> _PROBLEM TO WORK ON_
Format the records below as a two-column CSV with the columns "text" and "answer", one row per record, starting with the line that contains "Locate the yellow" and going on through the line that contains "x=35, y=121". Quote every field and replace line breaks inside a field with spaces.

> _Pointing records_
....................
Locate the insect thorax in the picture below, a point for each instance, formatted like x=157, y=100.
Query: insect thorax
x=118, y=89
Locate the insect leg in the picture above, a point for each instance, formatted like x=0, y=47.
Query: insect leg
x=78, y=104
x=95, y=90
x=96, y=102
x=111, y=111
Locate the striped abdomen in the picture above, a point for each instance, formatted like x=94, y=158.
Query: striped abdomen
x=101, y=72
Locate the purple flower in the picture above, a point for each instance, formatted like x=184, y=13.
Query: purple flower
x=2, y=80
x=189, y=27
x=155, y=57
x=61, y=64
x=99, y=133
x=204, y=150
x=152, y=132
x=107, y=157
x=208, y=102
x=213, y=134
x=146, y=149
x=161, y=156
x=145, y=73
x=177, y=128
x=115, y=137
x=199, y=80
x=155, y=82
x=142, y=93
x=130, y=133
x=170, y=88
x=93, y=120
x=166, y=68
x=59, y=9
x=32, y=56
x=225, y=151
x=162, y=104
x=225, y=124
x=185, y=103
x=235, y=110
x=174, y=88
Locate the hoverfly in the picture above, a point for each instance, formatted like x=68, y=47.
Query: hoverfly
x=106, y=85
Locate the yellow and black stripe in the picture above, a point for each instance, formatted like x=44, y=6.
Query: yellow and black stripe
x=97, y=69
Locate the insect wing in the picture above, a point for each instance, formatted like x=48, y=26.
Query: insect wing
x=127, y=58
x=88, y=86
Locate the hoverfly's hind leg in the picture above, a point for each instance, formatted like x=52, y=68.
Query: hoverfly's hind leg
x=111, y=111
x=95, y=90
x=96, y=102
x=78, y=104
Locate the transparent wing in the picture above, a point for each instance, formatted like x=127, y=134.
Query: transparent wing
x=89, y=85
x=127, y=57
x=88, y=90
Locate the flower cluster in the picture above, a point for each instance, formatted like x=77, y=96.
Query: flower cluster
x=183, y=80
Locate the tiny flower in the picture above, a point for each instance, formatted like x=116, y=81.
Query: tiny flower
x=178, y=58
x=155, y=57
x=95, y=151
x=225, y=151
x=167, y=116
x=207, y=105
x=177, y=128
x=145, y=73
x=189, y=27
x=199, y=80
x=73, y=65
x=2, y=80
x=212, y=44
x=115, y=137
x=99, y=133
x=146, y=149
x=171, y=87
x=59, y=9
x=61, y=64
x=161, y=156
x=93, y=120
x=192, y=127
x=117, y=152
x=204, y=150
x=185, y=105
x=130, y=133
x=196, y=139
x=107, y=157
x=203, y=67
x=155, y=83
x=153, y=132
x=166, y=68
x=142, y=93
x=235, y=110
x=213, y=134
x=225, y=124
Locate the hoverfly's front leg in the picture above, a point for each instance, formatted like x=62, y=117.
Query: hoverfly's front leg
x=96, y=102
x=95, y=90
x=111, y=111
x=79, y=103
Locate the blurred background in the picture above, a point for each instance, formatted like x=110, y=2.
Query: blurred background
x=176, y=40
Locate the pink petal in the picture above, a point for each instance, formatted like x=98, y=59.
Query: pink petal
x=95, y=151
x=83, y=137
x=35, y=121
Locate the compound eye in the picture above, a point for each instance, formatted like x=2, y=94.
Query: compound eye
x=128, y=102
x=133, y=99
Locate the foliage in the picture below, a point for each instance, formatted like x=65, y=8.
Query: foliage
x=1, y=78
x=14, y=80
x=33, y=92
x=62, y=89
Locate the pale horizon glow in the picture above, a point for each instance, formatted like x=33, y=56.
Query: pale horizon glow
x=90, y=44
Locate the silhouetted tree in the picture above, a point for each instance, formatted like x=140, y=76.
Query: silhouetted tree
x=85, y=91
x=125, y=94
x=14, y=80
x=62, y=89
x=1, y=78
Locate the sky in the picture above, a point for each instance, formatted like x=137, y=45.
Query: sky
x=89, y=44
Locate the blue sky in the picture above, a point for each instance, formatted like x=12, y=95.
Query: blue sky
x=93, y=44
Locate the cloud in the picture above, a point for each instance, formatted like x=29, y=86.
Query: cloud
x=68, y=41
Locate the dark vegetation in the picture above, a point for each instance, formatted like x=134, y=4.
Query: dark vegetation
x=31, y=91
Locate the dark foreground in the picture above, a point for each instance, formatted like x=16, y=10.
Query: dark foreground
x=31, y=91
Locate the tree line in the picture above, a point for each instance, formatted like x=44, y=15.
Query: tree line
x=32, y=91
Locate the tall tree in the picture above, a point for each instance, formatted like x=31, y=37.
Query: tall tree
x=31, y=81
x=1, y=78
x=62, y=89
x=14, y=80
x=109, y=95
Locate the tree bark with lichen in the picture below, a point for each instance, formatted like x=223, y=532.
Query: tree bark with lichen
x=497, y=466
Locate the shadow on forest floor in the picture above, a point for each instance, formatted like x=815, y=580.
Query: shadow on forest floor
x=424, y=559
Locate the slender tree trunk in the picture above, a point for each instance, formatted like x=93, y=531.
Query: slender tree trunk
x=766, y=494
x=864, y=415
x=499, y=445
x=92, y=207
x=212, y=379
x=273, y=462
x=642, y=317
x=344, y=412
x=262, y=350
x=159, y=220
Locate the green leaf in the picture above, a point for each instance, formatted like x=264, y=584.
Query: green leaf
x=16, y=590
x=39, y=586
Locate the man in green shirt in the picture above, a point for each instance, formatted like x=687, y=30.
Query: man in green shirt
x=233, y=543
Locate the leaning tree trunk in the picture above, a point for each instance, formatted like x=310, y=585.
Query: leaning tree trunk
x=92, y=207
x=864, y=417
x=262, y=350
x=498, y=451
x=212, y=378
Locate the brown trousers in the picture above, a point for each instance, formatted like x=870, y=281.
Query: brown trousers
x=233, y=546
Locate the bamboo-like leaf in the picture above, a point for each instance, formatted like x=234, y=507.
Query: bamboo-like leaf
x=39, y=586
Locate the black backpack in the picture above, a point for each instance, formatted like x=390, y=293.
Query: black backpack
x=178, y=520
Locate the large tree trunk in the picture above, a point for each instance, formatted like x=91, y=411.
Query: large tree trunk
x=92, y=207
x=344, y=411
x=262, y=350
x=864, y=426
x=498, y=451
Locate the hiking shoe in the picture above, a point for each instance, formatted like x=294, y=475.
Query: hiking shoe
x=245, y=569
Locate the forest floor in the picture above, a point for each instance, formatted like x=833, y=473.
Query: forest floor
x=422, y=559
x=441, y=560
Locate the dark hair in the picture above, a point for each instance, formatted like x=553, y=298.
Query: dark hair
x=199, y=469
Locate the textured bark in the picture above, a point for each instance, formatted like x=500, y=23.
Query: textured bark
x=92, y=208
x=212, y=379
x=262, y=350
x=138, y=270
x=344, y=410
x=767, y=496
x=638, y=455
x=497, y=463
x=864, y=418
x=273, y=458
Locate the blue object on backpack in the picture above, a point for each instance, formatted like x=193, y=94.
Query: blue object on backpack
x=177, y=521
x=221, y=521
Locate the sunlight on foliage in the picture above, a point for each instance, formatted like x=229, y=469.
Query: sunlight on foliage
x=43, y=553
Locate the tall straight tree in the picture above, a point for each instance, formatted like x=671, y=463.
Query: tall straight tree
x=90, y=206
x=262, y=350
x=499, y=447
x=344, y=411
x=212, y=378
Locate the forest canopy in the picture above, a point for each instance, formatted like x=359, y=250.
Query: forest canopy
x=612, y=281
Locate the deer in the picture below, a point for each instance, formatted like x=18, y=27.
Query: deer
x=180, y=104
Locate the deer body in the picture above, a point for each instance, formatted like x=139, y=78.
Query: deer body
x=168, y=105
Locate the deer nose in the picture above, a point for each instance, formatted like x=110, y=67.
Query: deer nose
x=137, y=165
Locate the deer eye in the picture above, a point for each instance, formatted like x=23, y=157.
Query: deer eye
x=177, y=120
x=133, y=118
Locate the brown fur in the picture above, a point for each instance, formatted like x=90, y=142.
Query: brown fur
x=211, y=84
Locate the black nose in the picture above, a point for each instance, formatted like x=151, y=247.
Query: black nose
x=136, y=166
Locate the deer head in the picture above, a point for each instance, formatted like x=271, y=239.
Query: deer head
....................
> _PROBLEM SOLUTION_
text,answer
"Locate the yellow and black stripe in the picture above, a point for each instance, formatted like x=44, y=6. Query: yellow and black stripe","x=97, y=69"
"Locate the insect wing in the picture above, a point for each instance, formatted like x=48, y=26. Query: insect wing","x=127, y=58 x=88, y=86"
"Locate the hoverfly's hind leg in the picture above, a point for each instance, formatted like x=52, y=68. Query: hoverfly's hind leg","x=111, y=111 x=95, y=90 x=96, y=102 x=78, y=104"
"Locate the transparent wing in the picture above, a point for each instance, formatted like x=127, y=134. Query: transparent wing","x=89, y=85 x=127, y=57 x=88, y=90"
"Locate the flower cluster in the picture above, a point for each instance, formatted like x=77, y=96. Query: flower cluster","x=183, y=80"
"Locate the tiny flower in the picture above, a point for each instance, formatted like x=116, y=81. Query: tiny flower","x=178, y=58 x=155, y=57 x=95, y=151 x=225, y=151 x=167, y=116 x=207, y=105 x=177, y=128 x=145, y=73 x=189, y=27 x=199, y=80 x=73, y=65 x=2, y=80 x=212, y=44 x=115, y=137 x=99, y=133 x=146, y=149 x=171, y=87 x=59, y=9 x=61, y=64 x=161, y=156 x=93, y=120 x=192, y=127 x=117, y=152 x=204, y=150 x=185, y=105 x=130, y=133 x=196, y=139 x=107, y=157 x=203, y=67 x=155, y=83 x=153, y=132 x=166, y=68 x=142, y=93 x=235, y=110 x=213, y=134 x=225, y=124"
"Locate the hoverfly's front leg in the picture above, a point for each instance, formatted like x=62, y=117. Query: hoverfly's front leg","x=96, y=102 x=95, y=90 x=111, y=111 x=79, y=103"
"Locate the blurred background in the picture above, a point for each instance, formatted like x=110, y=2. Query: blurred background","x=176, y=40"
"Locate the pink petal in the picture above, a point for each instance, formatted like x=98, y=59. Query: pink petal","x=95, y=151 x=83, y=137 x=35, y=121"